On Approximating the Covering Radius and Finding Dense Lattice Subspaces

Abstract:

Minkowski's first fundamental theorem in its counting form tells us that in a Euclidean lattice of determinant 1, the number of lattice points contained in any origin centered ball is essentially lower bounded by its volume. A natural question is whether this statement can be usefully reversed: namely, if all sublattices of the lattice have determinant at least 1 (i.e. are sparse), can one derive a good upper bound on the number of points in any origin centered ball? In recent breakthrough work, Regev and Stephens-Davidowitz (STOC `17) answered this question in the affirmative, establishing a so-called reverse Minkowski theorem. Following up on this work, our first result is an algorithmic counterpart to the reverse Minkowski theorem, namely we give a natural exponential time algorithm for finding approximately densest sublattices.

Lines of data:

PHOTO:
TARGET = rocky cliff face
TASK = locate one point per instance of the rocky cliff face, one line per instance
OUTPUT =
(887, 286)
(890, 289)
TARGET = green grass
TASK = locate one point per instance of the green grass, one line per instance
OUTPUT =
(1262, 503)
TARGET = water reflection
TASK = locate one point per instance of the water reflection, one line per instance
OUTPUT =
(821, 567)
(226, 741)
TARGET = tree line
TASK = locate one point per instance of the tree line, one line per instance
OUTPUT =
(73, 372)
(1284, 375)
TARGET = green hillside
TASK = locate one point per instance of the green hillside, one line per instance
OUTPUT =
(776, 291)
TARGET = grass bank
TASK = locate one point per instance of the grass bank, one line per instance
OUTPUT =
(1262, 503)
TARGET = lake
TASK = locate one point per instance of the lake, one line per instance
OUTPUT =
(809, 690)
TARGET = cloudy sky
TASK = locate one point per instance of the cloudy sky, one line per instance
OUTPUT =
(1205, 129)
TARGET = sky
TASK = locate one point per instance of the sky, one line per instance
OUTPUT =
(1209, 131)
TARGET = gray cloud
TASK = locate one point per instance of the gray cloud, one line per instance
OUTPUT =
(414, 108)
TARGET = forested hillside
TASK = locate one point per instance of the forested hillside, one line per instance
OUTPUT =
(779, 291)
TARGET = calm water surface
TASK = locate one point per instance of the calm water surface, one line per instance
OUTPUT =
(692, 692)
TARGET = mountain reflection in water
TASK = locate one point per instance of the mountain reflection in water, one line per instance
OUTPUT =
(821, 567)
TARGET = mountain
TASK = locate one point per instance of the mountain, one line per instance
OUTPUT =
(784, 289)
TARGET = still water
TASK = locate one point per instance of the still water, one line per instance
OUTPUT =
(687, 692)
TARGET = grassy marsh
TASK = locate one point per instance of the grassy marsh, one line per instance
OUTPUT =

[EXERCISE]:
Answer these questions from the abstract:
(a) In the counting form of Minkowski's first fundamental theorem, what essentially lower-bounds the number of lattice points in an origin-centered ball?
(b) Who established the reverse Minkowski theorem, and at which venue?
(c) What kind of algorithm is the first result, and what does it find?

[TASK RESPONSE]:
(a) The ball's volume.
(b) Regev and Stephens-Davidowitz, at STOC '17.
(c) A natural exponential time algorithm that finds approximately densest sublattices.